=== GEGEBENER TEXT ===
# welche sps ist für mich die richtige?



## andreas-w211 (23 August 2007)

Hallo sps-freaks,

ich hab da mal ne frage 

ich suche eine (micro)sps, welche leicht zu programmieren ist. sie muss folgende anforderungen erfüllen:
- leicht erlernbare programmiersoftware (am liebsten nach LOGO! - art, denn damit habe ich schon mal gearbeitet).
- ein display zur anzeige der prozesswerte und zum bedienen muss einfach integriert werden können. 
- umfang: 
   -ca. 10 analog-eingänge (1 füllstand, 6Temperaturen, 3 drücke)
   -ca. 20 digital-eingänge
   -ca. 20 digital-ausgänge
   -ca. 4 analog-ausgänge
die sps soll an einer anlage eingesetzt werden, die werder besonders schnelle reaktionen benötigt, noch große sicherheitsanforderungen stellt. diese anlage ist ein rein privates ding, also muss ich mich nicht umbedingt an irgendwelche standarts halten.

da ich keine erfahrungen mit der prgrammierung von sps habe (und auch keine zeit dies erst zu erlernen) benötige ich ein system, mit dem ich schnell, am besten mit per drag&drop ein programm erstellen kann (ähnlich LOGO!). mit der step7-micro/win (s7-200) hatte ich mch schon mal kurz befasst, aber da sind anscheinend einige vorkenntnisse nötig.
was wichtig ist: ein grafikfähiges display (nach tp170-art) sollte zur bedienung (touch-display) und anzeige der werte vorhanden sein.

was denkt ihr, welches system wird am besten für mich geeignet sein?

danke,

andreas


----------



## SPSTorsten (23 August 2007)

Wie hoch ist denn dein Budget?


----------



## zotos (23 August 2007)

IMHO wird das nichts.

Die technischen Anforderungen an das System die Du hast bedingen einfach auch das Du Erfahrung mit dem System hast.

Ich würde zu einem Touchpanel mit CoDeSys von Sütron oder Moeller greifen mit einer Profibus Master Schnittstelle und die I/Os von Wago oder Beckhoff.


Die Programmierung kannst Du dann ja in CFC machen das erinnert an die Logo.


----------



## MatMer (23 August 2007)

wäre da nicht die Logo! Variante der Konkurrenz eine Alternative. Die Möller Easy bietet doch ein neues Display an das an eine Easy angeschlossen werden kann. Ich glaube von der Anzahl der Eingänge müsste man das mit einer Logo! oder Easy noch hinkriegen. Glaube ich zumindest.
===
SCHRIFTLICHE AUFGABE = Bearbeite einen Abschnitt aus dem Forenthread zur SPS-Auswahl oben. Gib ihn ab den Worten „Ich würde zu“ bis einschließlich „Wago oder Beckhoff.“ wieder und setze dabei „Bedienpanel“ anstelle von „Touchpanel“.
=== BEREITGESTELLTE EINTRÄGE ===
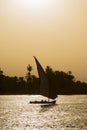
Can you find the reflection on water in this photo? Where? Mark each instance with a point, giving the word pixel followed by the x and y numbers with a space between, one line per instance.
pixel 69 113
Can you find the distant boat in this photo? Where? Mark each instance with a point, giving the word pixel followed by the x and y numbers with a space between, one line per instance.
pixel 44 86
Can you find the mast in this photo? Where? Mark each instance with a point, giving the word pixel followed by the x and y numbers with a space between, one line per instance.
pixel 44 86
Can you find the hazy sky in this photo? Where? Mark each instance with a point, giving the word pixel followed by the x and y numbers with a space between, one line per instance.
pixel 55 31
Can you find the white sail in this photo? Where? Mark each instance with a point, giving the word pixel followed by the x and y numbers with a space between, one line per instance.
pixel 44 86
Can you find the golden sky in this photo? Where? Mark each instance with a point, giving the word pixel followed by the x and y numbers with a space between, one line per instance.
pixel 55 31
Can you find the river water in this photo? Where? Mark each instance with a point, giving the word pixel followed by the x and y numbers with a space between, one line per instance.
pixel 69 113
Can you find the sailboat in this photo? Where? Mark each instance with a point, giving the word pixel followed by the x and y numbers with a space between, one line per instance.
pixel 44 86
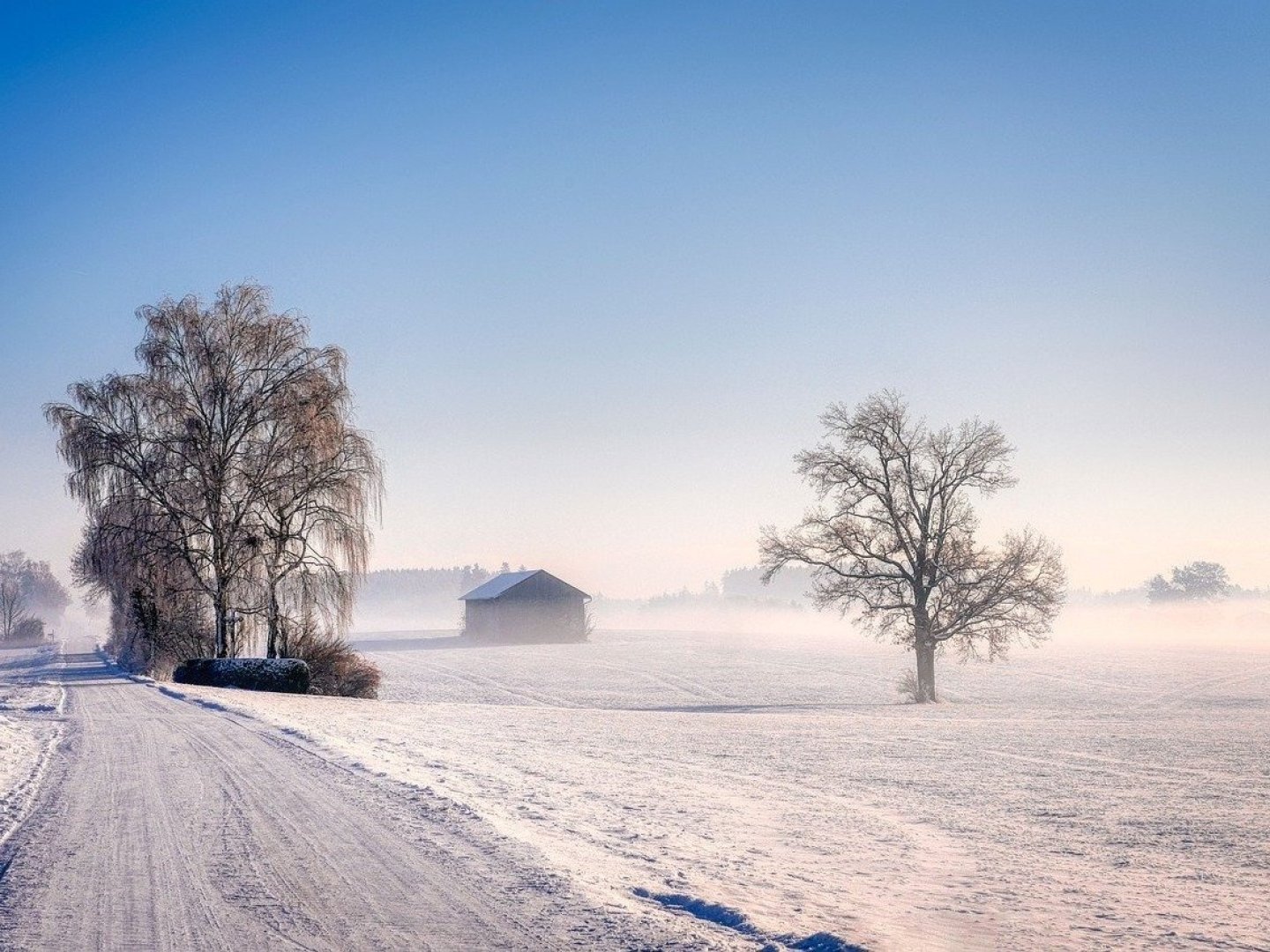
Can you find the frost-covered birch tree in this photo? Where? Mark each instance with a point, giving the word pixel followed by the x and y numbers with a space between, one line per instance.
pixel 228 456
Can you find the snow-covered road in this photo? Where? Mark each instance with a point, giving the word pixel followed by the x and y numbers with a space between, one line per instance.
pixel 1079 798
pixel 168 825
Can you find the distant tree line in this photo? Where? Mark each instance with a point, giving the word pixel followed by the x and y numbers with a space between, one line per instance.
pixel 228 494
pixel 1194 582
pixel 31 598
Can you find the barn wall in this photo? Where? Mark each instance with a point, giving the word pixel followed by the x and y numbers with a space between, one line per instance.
pixel 527 620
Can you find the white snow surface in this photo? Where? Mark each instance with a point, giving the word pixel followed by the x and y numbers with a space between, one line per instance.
pixel 1079 796
pixel 29 729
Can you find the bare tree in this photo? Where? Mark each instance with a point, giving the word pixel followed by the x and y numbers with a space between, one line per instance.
pixel 188 458
pixel 28 588
pixel 14 599
pixel 323 484
pixel 893 536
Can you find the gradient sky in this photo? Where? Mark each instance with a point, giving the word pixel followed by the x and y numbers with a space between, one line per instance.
pixel 600 265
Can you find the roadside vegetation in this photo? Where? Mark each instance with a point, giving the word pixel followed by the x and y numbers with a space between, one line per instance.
pixel 31 599
pixel 228 494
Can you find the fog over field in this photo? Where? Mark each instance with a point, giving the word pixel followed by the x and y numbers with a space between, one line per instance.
pixel 1105 790
pixel 634 475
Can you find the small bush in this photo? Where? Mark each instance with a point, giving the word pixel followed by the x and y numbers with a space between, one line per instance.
pixel 907 687
pixel 335 668
pixel 28 631
pixel 288 675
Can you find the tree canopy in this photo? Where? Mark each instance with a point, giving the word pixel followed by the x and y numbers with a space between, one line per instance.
pixel 894 536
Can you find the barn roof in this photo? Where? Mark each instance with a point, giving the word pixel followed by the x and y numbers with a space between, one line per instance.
pixel 501 584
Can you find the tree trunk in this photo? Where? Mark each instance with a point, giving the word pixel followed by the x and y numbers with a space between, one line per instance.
pixel 272 646
pixel 221 628
pixel 925 649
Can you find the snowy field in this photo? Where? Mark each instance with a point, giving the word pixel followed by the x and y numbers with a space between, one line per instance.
pixel 29 727
pixel 1079 796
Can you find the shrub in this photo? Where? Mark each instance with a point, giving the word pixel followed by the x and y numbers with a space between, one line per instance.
pixel 28 631
pixel 288 675
pixel 334 666
pixel 907 687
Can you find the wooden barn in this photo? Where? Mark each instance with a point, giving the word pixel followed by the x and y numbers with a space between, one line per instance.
pixel 525 607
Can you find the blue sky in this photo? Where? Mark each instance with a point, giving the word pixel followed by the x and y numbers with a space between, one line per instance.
pixel 600 265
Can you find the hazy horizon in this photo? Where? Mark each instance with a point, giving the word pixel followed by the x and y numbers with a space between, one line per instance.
pixel 598 270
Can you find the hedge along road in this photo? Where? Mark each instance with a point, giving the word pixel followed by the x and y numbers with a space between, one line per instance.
pixel 164 825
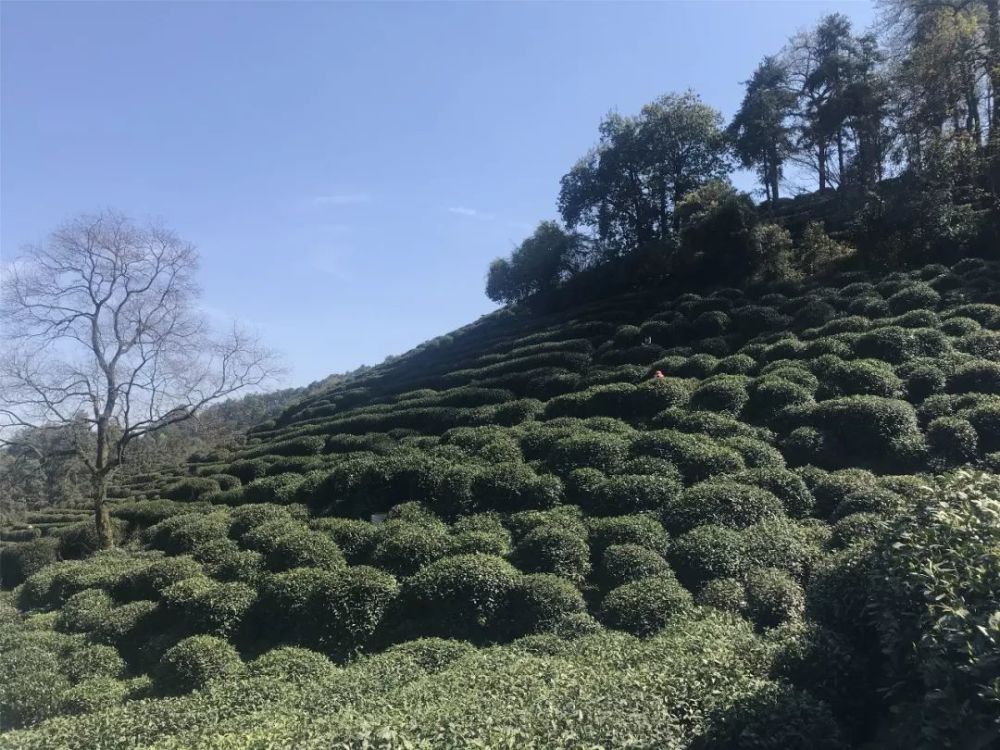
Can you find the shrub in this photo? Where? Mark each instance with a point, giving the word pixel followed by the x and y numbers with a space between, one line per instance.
pixel 786 485
pixel 781 543
pixel 191 489
pixel 725 394
pixel 93 694
pixel 721 502
pixel 596 451
pixel 247 470
pixel 647 606
pixel 868 500
pixel 868 426
pixel 354 537
pixel 769 396
pixel 149 581
pixel 93 661
pixel 624 563
pixel 773 597
pixel 628 493
pixel 304 548
pixel 553 549
pixel 726 594
pixel 404 548
pixel 84 611
pixel 195 662
pixel 279 489
pixel 755 453
pixel 80 539
pixel 638 529
pixel 982 344
pixel 32 686
pixel 914 297
pixel 264 538
pixel 248 517
pixel 179 534
pixel 696 456
pixel 293 664
pixel 953 439
pixel 515 486
pixel 21 560
pixel 203 605
pixel 975 377
pixel 986 420
pixel 935 586
pixel 460 596
pixel 838 593
pixel 776 717
pixel 860 378
pixel 126 624
pixel 706 553
pixel 225 561
pixel 655 395
pixel 349 608
pixel 923 381
pixel 856 527
pixel 540 602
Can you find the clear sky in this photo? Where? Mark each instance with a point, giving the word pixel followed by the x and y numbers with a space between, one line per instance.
pixel 346 170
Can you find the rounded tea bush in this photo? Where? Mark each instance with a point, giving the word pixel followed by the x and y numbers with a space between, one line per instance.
pixel 305 549
pixel 460 596
pixel 706 553
pixel 643 530
pixel 553 549
pixel 84 611
pixel 21 560
pixel 196 661
pixel 624 563
pixel 726 594
pixel 645 607
pixel 300 666
pixel 953 439
pixel 726 394
pixel 349 608
pixel 777 717
pixel 914 297
pixel 540 602
pixel 93 661
pixel 632 493
pixel 773 597
pixel 403 548
pixel 722 502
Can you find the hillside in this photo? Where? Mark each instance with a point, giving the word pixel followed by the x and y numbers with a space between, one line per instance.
pixel 518 536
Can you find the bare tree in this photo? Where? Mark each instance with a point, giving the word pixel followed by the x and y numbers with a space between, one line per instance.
pixel 101 332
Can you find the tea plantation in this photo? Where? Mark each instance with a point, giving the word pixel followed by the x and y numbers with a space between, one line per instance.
pixel 517 536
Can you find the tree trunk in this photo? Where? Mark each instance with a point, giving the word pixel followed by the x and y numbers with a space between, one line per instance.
pixel 102 518
pixel 821 160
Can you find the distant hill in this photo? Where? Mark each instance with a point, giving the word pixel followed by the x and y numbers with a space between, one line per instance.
pixel 520 535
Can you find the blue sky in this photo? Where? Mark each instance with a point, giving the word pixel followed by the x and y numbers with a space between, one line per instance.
pixel 346 170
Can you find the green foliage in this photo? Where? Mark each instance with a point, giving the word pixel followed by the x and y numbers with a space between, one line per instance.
pixel 541 602
pixel 195 662
pixel 403 548
pixel 646 606
pixel 551 548
pixel 459 596
pixel 21 560
pixel 624 563
pixel 773 597
pixel 203 605
pixel 721 502
pixel 935 587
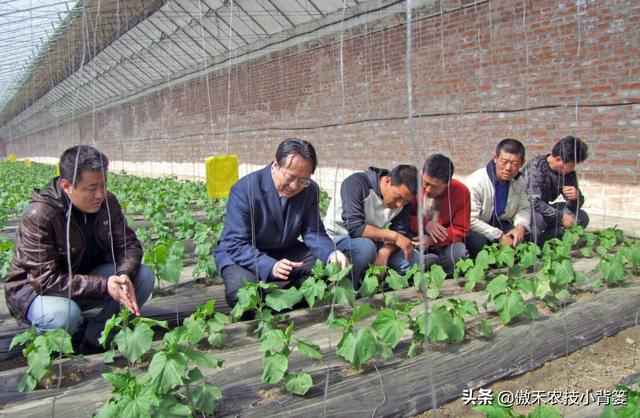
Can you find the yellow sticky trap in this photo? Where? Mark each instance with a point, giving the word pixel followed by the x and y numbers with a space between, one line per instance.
pixel 222 173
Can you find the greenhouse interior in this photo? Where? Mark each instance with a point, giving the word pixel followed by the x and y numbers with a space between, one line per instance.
pixel 320 208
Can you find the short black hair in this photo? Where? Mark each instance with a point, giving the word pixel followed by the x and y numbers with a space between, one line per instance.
pixel 571 150
pixel 510 146
pixel 438 166
pixel 405 175
pixel 296 146
pixel 88 159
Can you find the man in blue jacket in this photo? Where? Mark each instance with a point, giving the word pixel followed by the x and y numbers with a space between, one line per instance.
pixel 266 213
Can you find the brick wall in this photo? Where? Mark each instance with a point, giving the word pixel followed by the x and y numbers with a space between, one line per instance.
pixel 537 73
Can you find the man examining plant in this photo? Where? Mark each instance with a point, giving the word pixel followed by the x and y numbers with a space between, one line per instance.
pixel 266 213
pixel 357 218
pixel 549 176
pixel 446 211
pixel 74 252
pixel 500 209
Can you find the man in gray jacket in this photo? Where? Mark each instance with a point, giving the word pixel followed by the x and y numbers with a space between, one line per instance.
pixel 500 209
pixel 549 176
pixel 369 219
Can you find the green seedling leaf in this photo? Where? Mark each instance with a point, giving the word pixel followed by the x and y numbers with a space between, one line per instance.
pixel 531 312
pixel 357 348
pixel 313 290
pixel 139 405
pixel 497 286
pixel 506 256
pixel 343 292
pixel 111 323
pixel 632 254
pixel 27 383
pixel 280 299
pixel 562 295
pixel 484 260
pixel 613 270
pixel 23 338
pixel 369 286
pixel 542 286
pixel 360 312
pixel 464 307
pixel 525 285
pixel 195 329
pixel 39 362
pixel 170 408
pixel 194 375
pixel 396 281
pixel 317 270
pixel 274 367
pixel 309 349
pixel 388 327
pixel 562 273
pixel 133 344
pixel 474 276
pixel 108 356
pixel 202 359
pixel 509 306
pixel 334 273
pixel 218 322
pixel 217 339
pixel 442 326
pixel 166 370
pixel 248 298
pixel 462 266
pixel 206 397
pixel 273 340
pixel 299 383
pixel 485 329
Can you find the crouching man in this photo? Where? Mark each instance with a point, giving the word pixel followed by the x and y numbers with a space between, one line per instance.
pixel 74 251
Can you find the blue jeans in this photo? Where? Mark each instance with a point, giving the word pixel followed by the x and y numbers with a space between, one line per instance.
pixel 363 251
pixel 50 312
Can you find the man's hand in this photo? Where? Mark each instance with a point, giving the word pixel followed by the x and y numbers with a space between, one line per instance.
pixel 570 193
pixel 567 220
pixel 428 242
pixel 404 244
pixel 338 257
pixel 282 268
pixel 436 231
pixel 515 236
pixel 121 289
pixel 506 239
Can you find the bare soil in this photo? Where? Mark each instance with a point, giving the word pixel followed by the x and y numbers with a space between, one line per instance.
pixel 597 367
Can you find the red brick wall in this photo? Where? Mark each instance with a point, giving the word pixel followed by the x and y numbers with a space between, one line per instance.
pixel 535 74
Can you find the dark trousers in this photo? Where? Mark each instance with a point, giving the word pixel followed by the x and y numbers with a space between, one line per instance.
pixel 235 276
pixel 475 241
pixel 544 228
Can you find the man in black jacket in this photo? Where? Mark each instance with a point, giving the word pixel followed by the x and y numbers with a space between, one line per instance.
pixel 549 176
pixel 104 254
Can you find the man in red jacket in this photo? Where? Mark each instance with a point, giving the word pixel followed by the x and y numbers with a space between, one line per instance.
pixel 446 206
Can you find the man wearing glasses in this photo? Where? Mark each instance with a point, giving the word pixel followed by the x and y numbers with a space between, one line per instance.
pixel 500 209
pixel 266 213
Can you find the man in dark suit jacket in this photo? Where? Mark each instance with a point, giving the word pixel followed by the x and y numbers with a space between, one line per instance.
pixel 266 213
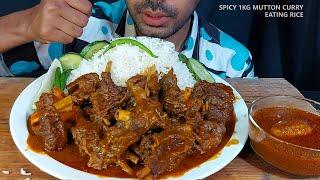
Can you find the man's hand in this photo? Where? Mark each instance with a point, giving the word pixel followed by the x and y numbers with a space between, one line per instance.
pixel 58 20
pixel 50 21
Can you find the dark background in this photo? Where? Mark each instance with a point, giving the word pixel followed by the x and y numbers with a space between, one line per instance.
pixel 281 47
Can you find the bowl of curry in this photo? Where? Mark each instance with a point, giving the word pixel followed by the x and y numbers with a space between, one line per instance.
pixel 285 132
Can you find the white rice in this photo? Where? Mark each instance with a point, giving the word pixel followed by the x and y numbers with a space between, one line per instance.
pixel 128 61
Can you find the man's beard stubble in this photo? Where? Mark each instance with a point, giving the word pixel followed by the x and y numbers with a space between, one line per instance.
pixel 158 32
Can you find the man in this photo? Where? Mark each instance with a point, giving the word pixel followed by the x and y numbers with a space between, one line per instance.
pixel 173 20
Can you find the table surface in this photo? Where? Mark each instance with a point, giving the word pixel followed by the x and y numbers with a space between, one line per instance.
pixel 247 165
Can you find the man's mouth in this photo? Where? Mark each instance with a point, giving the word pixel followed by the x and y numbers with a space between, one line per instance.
pixel 154 18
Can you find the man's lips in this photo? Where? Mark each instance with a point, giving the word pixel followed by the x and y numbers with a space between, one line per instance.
pixel 154 18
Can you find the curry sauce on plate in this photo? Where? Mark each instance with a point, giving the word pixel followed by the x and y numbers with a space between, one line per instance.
pixel 148 129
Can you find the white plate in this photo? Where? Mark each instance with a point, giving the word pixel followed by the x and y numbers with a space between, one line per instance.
pixel 18 127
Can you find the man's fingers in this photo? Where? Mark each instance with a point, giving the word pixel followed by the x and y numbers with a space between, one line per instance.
pixel 60 36
pixel 82 5
pixel 74 16
pixel 68 27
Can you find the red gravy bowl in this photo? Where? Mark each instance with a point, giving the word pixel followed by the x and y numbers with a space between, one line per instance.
pixel 285 132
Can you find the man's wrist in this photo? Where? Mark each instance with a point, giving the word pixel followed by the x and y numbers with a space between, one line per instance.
pixel 23 30
pixel 16 30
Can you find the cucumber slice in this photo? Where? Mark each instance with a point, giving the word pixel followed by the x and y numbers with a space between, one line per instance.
pixel 199 71
pixel 70 61
pixel 88 51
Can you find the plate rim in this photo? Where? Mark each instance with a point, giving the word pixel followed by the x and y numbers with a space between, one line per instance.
pixel 36 158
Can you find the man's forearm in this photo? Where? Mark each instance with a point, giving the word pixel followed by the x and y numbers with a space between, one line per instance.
pixel 14 30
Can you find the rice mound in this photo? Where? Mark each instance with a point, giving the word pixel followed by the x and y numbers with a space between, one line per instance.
pixel 128 61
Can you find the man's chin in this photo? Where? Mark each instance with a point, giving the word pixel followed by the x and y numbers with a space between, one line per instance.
pixel 157 32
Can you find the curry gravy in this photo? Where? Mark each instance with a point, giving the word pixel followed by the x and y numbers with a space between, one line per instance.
pixel 287 157
pixel 268 117
pixel 71 156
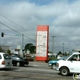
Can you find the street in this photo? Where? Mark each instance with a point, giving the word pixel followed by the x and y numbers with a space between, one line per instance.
pixel 34 71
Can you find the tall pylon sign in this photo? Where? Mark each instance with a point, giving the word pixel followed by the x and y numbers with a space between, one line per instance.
pixel 42 42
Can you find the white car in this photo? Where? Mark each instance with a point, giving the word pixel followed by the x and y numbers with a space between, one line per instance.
pixel 5 60
pixel 69 64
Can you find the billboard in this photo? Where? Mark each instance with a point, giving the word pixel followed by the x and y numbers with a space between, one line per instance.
pixel 42 42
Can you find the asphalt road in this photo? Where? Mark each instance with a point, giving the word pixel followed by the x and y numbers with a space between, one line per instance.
pixel 34 71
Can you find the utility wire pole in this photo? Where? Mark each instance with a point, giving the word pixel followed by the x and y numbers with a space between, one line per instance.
pixel 53 44
pixel 63 48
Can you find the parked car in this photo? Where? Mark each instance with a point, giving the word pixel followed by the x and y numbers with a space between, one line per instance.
pixel 5 60
pixel 52 63
pixel 69 64
pixel 19 61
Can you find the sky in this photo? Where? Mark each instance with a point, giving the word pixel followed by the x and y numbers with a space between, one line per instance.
pixel 19 17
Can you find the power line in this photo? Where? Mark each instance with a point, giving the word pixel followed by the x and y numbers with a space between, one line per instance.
pixel 15 30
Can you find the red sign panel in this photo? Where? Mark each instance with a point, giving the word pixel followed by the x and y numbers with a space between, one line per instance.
pixel 42 42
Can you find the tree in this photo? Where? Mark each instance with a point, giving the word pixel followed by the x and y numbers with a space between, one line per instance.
pixel 1 50
pixel 32 49
pixel 27 47
pixel 9 52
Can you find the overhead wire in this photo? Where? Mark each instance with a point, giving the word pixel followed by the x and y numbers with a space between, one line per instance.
pixel 14 22
pixel 15 30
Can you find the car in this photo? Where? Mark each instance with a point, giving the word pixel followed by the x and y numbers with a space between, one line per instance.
pixel 69 64
pixel 52 63
pixel 5 61
pixel 19 61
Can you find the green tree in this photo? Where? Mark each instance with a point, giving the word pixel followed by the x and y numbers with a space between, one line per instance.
pixel 32 49
pixel 59 53
pixel 9 52
pixel 27 47
pixel 1 50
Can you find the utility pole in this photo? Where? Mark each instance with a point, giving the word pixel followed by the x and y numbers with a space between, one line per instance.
pixel 53 44
pixel 22 44
pixel 63 48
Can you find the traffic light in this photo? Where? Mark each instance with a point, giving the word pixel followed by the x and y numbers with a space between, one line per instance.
pixel 2 34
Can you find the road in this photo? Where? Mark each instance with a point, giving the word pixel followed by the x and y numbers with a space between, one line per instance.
pixel 34 71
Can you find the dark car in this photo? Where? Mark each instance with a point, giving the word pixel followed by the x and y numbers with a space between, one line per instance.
pixel 19 61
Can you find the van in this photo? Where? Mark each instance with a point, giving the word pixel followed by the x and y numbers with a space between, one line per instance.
pixel 5 60
pixel 69 64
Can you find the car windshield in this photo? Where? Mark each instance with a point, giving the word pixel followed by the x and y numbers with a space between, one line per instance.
pixel 6 56
pixel 64 57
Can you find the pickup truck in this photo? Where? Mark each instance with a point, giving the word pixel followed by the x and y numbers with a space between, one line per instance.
pixel 69 64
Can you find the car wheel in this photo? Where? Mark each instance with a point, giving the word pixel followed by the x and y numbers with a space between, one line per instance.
pixel 64 71
pixel 53 66
pixel 18 64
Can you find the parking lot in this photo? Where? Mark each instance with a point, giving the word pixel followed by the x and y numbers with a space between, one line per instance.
pixel 33 71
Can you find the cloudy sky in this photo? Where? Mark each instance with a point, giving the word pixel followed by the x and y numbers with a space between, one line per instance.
pixel 23 16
===
SCHRIFTLICHE LÖSUNG =
Ich würde zu einem Bedienpanel mit CoDeSys von Sütron oder Moeller greifen mit einer Profibus Master Schnittstelle und die I/Os von Wago oder Beckhoff.